Task statement: For the records below, print every one exactly, with nothing dropped.

[Data to process]

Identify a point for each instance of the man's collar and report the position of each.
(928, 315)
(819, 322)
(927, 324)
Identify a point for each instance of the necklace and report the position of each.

[/Data to process]

The completed task:
Identify a point for each instance of the man's collar and report the position of each.
(928, 315)
(819, 322)
(927, 324)
Identify a point for each instance of the necklace and report the position of each.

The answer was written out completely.